**Your goal**
Read the records that follow and state how many lines hold "post", adding nothing else.

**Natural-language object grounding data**
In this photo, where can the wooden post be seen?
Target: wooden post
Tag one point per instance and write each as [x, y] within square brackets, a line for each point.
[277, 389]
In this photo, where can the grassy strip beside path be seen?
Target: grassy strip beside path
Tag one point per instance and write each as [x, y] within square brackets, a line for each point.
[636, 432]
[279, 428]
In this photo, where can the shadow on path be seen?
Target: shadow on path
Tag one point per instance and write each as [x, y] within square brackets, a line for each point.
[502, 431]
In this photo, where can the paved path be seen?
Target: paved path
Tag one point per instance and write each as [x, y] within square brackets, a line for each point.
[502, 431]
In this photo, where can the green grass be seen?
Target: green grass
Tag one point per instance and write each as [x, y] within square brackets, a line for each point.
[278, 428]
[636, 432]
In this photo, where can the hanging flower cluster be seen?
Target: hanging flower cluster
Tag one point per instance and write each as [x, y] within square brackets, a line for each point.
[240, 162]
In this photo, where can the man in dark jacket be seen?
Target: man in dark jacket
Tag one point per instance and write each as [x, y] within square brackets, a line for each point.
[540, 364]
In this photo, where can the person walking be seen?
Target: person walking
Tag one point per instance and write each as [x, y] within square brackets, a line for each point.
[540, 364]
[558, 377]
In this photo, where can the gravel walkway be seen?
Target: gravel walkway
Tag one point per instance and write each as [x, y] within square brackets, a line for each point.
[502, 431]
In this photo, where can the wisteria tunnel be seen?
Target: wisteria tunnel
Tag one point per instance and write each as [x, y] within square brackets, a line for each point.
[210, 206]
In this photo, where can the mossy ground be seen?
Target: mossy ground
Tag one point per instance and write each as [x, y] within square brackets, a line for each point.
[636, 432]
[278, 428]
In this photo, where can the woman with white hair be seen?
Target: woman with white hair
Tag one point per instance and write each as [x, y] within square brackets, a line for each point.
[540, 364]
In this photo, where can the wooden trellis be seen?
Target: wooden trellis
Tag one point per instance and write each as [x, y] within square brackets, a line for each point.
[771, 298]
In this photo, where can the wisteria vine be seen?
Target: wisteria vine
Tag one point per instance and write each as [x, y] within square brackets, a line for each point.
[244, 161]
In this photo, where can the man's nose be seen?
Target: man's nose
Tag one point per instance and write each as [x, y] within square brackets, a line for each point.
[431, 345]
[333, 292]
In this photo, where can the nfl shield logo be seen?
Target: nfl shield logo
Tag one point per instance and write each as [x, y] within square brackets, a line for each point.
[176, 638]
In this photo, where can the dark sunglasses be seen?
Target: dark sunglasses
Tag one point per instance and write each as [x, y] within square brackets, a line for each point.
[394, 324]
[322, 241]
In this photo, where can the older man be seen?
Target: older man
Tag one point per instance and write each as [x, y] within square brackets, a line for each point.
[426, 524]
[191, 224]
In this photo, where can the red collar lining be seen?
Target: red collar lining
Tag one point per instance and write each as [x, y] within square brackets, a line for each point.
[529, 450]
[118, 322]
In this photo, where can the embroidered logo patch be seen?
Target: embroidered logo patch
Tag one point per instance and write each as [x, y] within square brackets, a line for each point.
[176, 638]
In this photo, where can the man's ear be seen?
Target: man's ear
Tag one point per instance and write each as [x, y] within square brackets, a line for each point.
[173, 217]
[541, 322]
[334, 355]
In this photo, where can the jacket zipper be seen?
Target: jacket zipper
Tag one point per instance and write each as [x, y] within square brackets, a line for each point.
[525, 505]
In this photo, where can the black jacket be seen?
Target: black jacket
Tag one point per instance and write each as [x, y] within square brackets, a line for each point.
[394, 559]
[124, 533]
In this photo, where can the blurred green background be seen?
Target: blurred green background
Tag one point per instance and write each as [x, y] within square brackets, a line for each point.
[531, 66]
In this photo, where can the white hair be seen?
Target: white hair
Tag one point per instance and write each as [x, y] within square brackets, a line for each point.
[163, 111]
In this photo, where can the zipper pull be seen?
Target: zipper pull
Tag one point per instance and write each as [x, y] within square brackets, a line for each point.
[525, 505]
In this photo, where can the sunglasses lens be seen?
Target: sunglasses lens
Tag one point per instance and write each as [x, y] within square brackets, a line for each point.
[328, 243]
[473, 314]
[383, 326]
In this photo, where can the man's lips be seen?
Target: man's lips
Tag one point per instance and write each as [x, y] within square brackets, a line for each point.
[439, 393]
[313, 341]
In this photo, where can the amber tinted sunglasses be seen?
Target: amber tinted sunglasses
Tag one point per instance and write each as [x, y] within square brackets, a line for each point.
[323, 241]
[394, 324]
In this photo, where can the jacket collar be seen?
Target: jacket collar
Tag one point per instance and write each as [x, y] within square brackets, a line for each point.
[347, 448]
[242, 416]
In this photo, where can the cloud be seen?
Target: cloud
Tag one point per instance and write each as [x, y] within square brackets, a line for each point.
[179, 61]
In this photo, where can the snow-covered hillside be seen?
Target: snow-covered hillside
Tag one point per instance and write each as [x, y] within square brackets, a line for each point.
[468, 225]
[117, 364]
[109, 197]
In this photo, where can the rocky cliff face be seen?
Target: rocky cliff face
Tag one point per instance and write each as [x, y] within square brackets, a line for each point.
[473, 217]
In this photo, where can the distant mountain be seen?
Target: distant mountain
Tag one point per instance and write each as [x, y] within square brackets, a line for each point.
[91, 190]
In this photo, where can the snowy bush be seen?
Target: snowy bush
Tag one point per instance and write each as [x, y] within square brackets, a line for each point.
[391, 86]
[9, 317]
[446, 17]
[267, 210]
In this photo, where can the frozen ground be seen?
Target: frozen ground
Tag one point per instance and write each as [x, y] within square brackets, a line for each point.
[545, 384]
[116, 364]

**Your response**
2